- Documento -
■ ■ ■ ■

La franqueza de Matilde de Magdeburgo resulta tan llamativa como atrayente. El lector quedará dulcemente embaucado por la sincera acometida que lanza una y otra vez hacia sus propios deseos, hacia sus esperanzas, hacia sus miedos y preocupaciones. El acercamiento a esta prodigiosa mujer debe ser tan lento como convencido: en las líneas que comenzó a escribir ya superados los cuarenta años, cuando una dilatada experiencia le dictaba tanto como su nunca esquilmado ahínco, damos con una autora maravillosa en las palabras, concreta en sus objetivos, pero siempre abierta a la pluralidad del mundo y de sus habitantes. Una característica de su escritura que tiene que ver, como tan acertadamente sostiene Hildegund Keul en la mencionada biografía, con el origen trovadoresco de su poesía, ámbito del que se nutre toda su obra. En palabras de Keul,


La poesía trovadoresca camina tras las huellas del misterio de la vida, que se revela en la felicidad y en la tribulación, en el dolor y en la esperanza del amor. Este es el puente que une la poesía trovadoresca con la mística de Matilde. […] La poesía trovadoresca le descubre un mundo lingüístico con innumerables metáforas y una arrolladora fuerza expresiva.


En vista de la sangrante brecha que empezaba a abrirse entre pobres y ricos, en virtud de un emergente comercio que por entonces ya precisaba del dinero, las transacciones y los talonarios (dada la distancia a la que se llevaban a cabo algunos negocios), Matilde se hace consciente de que una vida entregada al lujo, el boato y el relumbrón nada tiene que ver con lo que ha leído y aprendido en los Evangelios. Si bien su fuente es la poesía de los trovadores, tan en auge pero a la vez tan perseguida en ocasiones, Matilde va a transformar el amor pasional que cantan los poetas de pueblo en pueblo, va a transformar ese fuego ardiente, en un amor a Dios que trasciende cualquier instancia humana. Un amor que le exige mezclarse con los más desfavorecidos y ayudarles desinteresadamente en el largo y a veces tedioso y temible camino de la vida.

■ ■ ■ ■

- Entradas listadas -
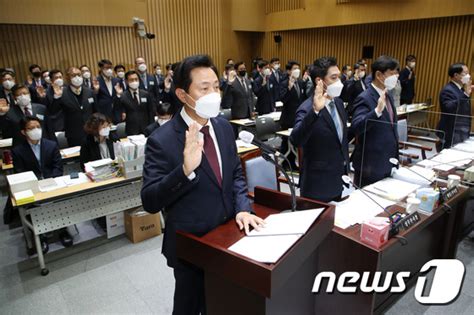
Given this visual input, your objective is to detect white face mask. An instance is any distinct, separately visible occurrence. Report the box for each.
[326,80,344,98]
[54,79,64,87]
[71,77,84,87]
[263,68,272,77]
[291,69,301,79]
[16,95,31,107]
[188,92,221,119]
[102,69,114,78]
[2,80,15,90]
[99,127,110,137]
[128,81,140,90]
[138,63,146,72]
[461,74,471,84]
[383,74,398,90]
[26,128,43,141]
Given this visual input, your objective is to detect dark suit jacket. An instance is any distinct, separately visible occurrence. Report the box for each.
[280,77,307,129]
[436,82,471,148]
[252,75,277,115]
[12,139,63,178]
[222,78,253,119]
[141,114,251,267]
[290,95,349,201]
[50,86,97,147]
[96,75,120,122]
[351,85,398,186]
[0,103,51,147]
[398,67,415,105]
[114,89,156,136]
[80,133,118,170]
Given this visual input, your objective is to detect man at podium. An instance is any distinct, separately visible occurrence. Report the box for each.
[141,55,263,315]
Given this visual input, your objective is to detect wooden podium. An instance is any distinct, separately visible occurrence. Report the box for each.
[176,187,335,315]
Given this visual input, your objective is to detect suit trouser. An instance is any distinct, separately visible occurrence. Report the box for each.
[173,259,206,315]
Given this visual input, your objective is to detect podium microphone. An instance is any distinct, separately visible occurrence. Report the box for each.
[341,175,398,238]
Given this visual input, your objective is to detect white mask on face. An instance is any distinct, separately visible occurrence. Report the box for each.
[54,79,64,87]
[99,127,110,137]
[16,95,31,107]
[71,77,84,87]
[326,80,344,98]
[138,63,146,72]
[291,69,301,79]
[128,81,140,90]
[188,92,221,119]
[383,74,398,90]
[26,128,43,141]
[461,74,471,84]
[102,69,114,78]
[2,80,15,90]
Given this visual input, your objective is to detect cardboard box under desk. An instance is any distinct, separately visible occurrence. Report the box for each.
[124,208,161,243]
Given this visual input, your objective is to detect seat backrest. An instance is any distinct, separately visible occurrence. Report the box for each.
[397,119,408,142]
[255,117,277,140]
[115,122,127,139]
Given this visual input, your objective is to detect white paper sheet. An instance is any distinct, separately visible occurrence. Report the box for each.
[229,234,301,263]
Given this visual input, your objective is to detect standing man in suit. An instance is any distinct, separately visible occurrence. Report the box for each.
[114,70,155,136]
[141,55,263,315]
[92,59,120,122]
[50,67,97,147]
[351,56,399,187]
[290,57,349,202]
[252,60,278,115]
[437,62,473,150]
[0,85,50,147]
[399,55,416,105]
[224,61,254,119]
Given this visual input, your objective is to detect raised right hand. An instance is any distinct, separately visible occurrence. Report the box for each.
[183,122,204,176]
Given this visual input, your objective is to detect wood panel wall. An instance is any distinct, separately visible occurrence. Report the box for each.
[0,0,226,80]
[258,15,474,127]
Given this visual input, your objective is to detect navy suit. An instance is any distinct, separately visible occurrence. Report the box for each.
[398,67,415,105]
[252,75,279,115]
[290,95,349,202]
[436,82,471,148]
[97,75,121,122]
[351,85,398,186]
[12,139,63,178]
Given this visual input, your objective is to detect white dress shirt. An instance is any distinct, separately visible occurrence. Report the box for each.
[180,105,222,180]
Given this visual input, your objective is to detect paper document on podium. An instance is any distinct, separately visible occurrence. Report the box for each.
[244,208,324,236]
[229,234,302,264]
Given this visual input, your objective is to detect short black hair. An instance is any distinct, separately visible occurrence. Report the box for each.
[125,70,140,81]
[98,59,112,68]
[270,57,280,63]
[310,57,337,82]
[174,55,219,92]
[114,64,125,72]
[448,62,466,78]
[156,102,171,116]
[12,84,30,96]
[372,55,400,79]
[405,55,416,62]
[28,64,41,73]
[20,116,41,130]
[234,61,245,70]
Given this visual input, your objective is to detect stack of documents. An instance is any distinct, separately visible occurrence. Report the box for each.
[364,174,420,201]
[229,208,324,263]
[333,190,395,229]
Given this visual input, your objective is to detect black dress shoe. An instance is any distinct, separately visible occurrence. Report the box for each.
[59,229,73,247]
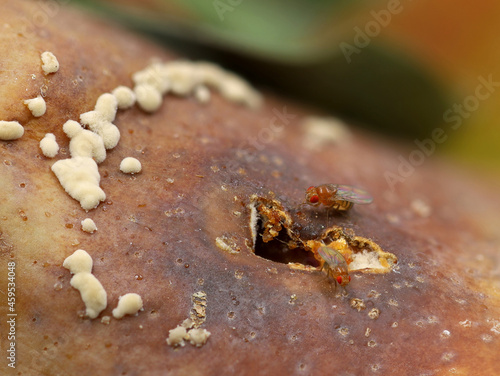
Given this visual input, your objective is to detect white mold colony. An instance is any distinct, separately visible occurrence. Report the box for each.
[40,133,59,158]
[24,95,47,117]
[63,249,107,319]
[0,120,24,141]
[48,59,262,210]
[41,51,59,75]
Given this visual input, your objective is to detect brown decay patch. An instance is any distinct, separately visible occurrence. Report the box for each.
[191,291,207,328]
[250,192,397,274]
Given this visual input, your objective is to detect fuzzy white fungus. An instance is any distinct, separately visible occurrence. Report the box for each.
[0,120,24,141]
[42,51,59,74]
[52,157,106,210]
[134,84,163,112]
[63,249,107,319]
[113,293,142,319]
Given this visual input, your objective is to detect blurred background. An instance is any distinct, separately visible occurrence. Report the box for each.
[72,0,500,180]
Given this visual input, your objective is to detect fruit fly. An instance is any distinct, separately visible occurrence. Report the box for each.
[305,184,373,211]
[317,245,351,286]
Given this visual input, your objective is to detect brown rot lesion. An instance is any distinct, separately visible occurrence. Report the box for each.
[250,188,397,294]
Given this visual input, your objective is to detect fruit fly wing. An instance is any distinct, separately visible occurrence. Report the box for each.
[335,184,373,204]
[318,246,347,270]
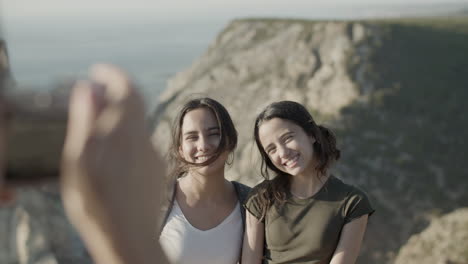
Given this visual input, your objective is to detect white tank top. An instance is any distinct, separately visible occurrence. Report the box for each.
[159,200,243,264]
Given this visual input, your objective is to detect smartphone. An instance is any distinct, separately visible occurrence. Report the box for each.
[3,85,71,184]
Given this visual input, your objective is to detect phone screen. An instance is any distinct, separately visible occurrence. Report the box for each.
[4,89,68,183]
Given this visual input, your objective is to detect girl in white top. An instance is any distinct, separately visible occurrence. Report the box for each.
[159,98,247,264]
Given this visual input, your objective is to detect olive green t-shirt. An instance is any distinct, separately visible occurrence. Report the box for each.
[245,176,374,264]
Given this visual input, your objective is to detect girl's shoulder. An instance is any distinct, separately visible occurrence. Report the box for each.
[231,181,252,204]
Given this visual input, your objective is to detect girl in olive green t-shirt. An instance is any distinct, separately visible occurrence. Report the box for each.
[242,101,374,264]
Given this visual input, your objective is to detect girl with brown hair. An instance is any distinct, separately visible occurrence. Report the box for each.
[159,98,250,264]
[242,101,374,264]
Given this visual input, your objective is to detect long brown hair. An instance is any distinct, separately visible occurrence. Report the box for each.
[169,97,237,181]
[254,101,340,218]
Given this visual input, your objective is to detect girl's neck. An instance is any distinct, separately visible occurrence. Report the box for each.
[290,170,330,198]
[180,171,231,202]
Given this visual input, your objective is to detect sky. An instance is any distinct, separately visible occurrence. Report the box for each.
[0,0,468,21]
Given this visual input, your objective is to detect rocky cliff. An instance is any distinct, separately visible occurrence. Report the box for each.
[152,18,468,263]
[395,208,468,264]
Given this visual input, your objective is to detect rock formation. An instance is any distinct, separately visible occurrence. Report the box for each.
[151,18,468,263]
[395,208,468,264]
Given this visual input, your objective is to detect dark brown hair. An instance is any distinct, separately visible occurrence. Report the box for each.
[254,101,340,217]
[169,97,237,179]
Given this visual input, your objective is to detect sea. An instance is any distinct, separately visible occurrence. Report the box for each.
[0,2,468,109]
[2,19,226,109]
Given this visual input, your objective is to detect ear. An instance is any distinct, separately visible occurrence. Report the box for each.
[179,145,184,158]
[309,135,317,144]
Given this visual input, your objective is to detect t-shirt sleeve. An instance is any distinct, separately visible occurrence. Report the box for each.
[244,182,265,223]
[343,188,375,224]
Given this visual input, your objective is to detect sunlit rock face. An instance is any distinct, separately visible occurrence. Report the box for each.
[151,17,468,263]
[0,184,92,264]
[395,208,468,264]
[153,20,379,184]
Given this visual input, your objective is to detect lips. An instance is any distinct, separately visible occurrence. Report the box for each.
[195,155,211,163]
[283,153,299,168]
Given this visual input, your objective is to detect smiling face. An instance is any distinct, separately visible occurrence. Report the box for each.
[179,107,228,174]
[258,118,315,176]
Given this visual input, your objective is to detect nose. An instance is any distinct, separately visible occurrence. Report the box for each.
[277,145,289,158]
[197,136,211,152]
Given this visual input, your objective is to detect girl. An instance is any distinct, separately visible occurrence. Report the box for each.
[160,98,249,264]
[242,101,374,264]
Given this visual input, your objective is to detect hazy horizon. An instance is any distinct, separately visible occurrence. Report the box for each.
[0,0,468,24]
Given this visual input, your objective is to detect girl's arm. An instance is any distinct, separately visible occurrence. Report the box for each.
[241,210,265,264]
[330,215,368,264]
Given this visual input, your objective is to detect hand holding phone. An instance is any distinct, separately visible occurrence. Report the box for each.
[3,85,71,184]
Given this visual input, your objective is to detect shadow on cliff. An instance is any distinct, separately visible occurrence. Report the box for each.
[337,19,468,263]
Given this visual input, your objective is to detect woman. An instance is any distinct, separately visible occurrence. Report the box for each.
[242,101,374,264]
[159,98,249,264]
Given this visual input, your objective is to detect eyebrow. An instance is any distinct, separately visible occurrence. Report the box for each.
[183,126,219,136]
[280,131,294,139]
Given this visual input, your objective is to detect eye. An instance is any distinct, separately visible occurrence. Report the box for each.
[185,135,198,141]
[208,132,221,137]
[266,147,276,156]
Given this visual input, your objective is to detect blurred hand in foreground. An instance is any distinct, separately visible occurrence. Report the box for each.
[61,65,166,264]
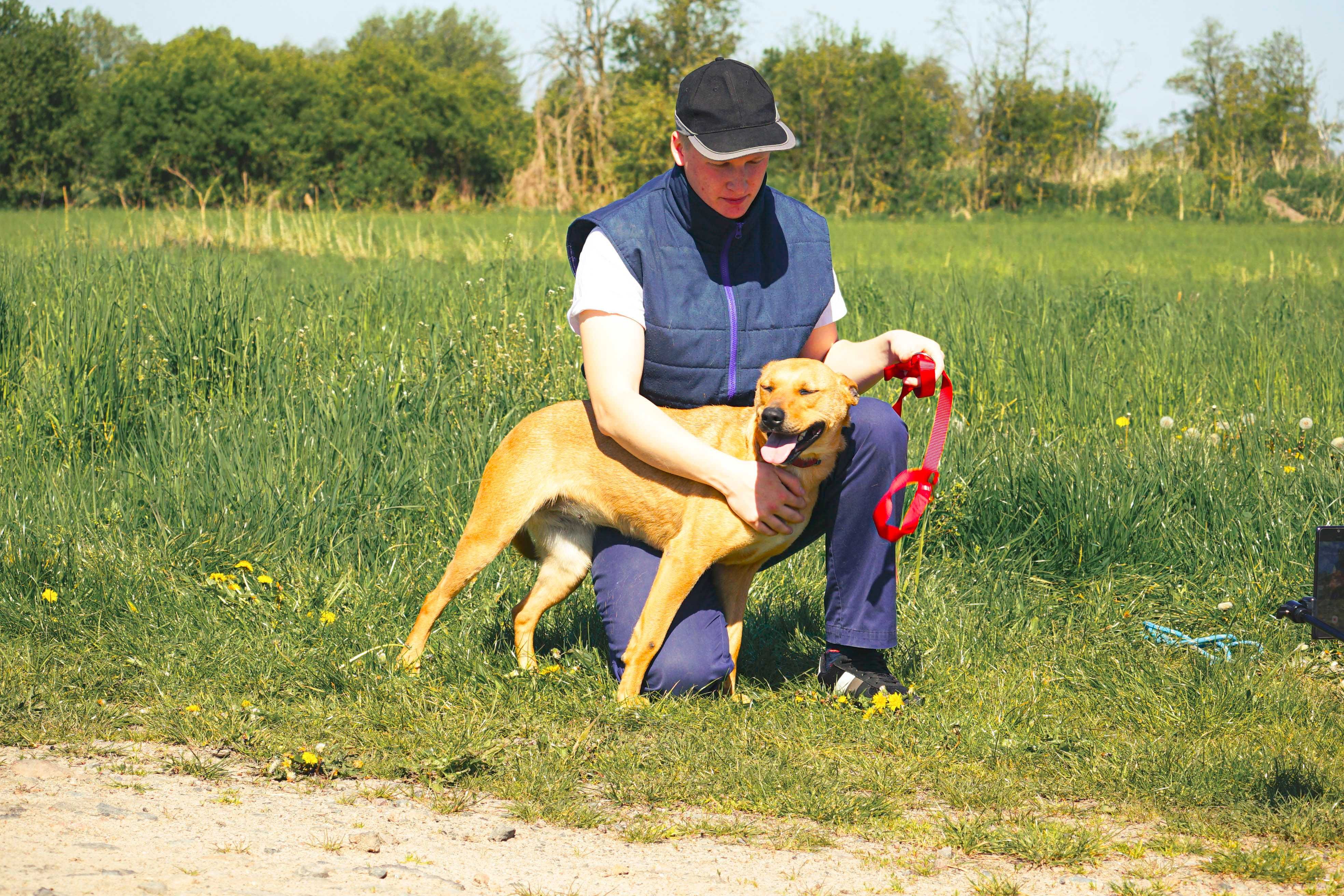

■ ■ ■ ■

- Lo que se pide -
Continúa, por favor, el texto sobre Matilde de Magdeburgo a partir de su última oración.

- Respuesta a la tarea -
Por eso se habla, con razón, del “erotismo” que nace de la escritura de Matilde. Un erotismo que es amor a Dios en este mundo, desde el que tan difícil se hace, precisamente, amar. Amar sin tapujos, sin restricciones, y amar a la vez que se obra. Antecediendo a aquellas inmortales palabras de Teresa, en las que la santa de Ávila hablaba de que la auténtica comprensión sólo llega cuando se entiende que “lo que el árbol tiene de florido vive de lo que tiene de sepultado”, sentimos en el texto de Matilde un vehemente deseo por cambiar la malhadada realidad que ante sus ojos se extiende, así como la comprometida aspiración a desentrañar los motivos por los que esa misma realidad es como es: se hace necesario horadar el suelo habitual en el que vivimos para acometer una rica acción de sembrado. Aquel amor se convierte así no sólo en dolor superado, en sufrimiento mitigado, sino también y sobre todo en promesa de un escenario mejor. Es esta promesa la que, a los doce años, le llama a dedicarse a los más pobres, a reconsiderar el modo ordinario de ver las cosas. Asombrada, aunque también abrumada, acepta: “El amor me manda. Lo que él quiere tiene que ser, y me atrevo a todo aquello en lo que Dios pone su confianza”.


Matilde podría haber optado por una vida conventual, apartada del mundo. Pero esa experiencia de lo sagrado no se queda en la oración, en el oratorio, en la celebración de los misterios cristianos. La experiencia de lo sagrado es, antes que nada, un llamamiento a la acción, y es así como decide formar parte de las beguinas, mujeres (también existían grupos masculinos, pero mucho menos numerosos) que entregan su vida a la salvación de y con los pobres. Como explica Keul,


Las beguinas crean un nexo entre el movimiento pauperístico y las mujeres lectoras, entre laicos y religiosos. Dirigen la vista allí donde los problemas de la fe cristiana son problemas de la vida cotidiana. Su trabajo con los enfermos, los moribundos y los pobres de la ciudad manifiesta que la palabra de Dios es necesaria en los lechos de los enfermos y en todos aquellos lugares en los que las fatigas y la miseria amenazan con aplastar a las personas.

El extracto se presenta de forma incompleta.